- [RECORDS SUPPLIED]:

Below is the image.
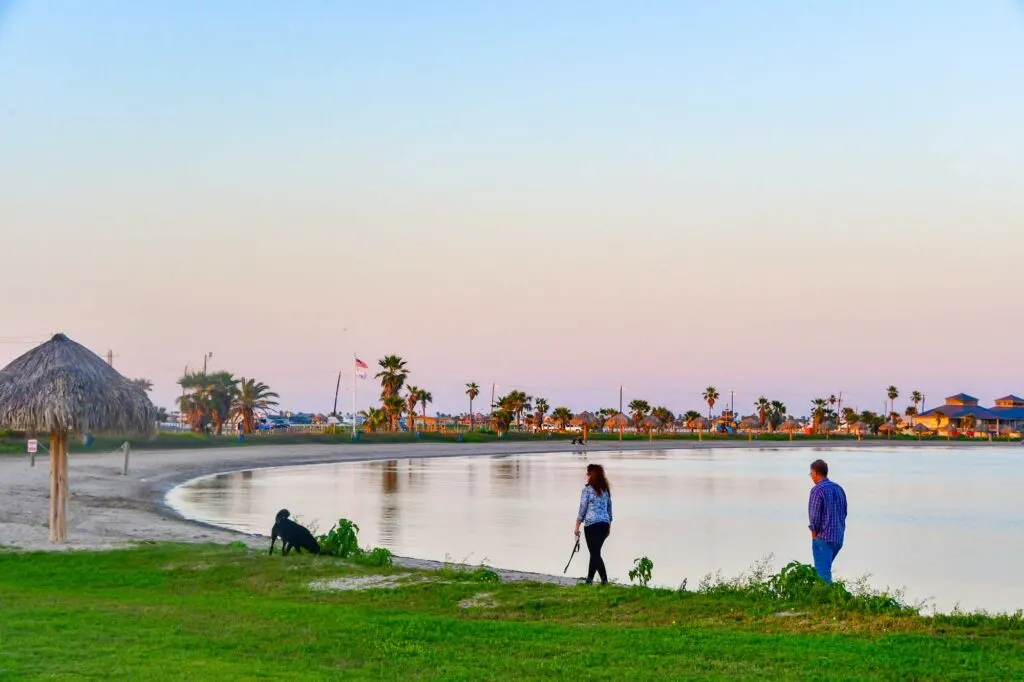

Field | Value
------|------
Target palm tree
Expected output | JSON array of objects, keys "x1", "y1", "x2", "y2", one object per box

- [TASK INSTRUCTIONS]:
Copy out all of the material above word for word, leaving out the picture.

- [TASK RESULT]:
Below is the image.

Field | Value
------|------
Target palm tree
Expected output | JSON array of objects, keys "x1", "y1", "x2", "y2", one object per box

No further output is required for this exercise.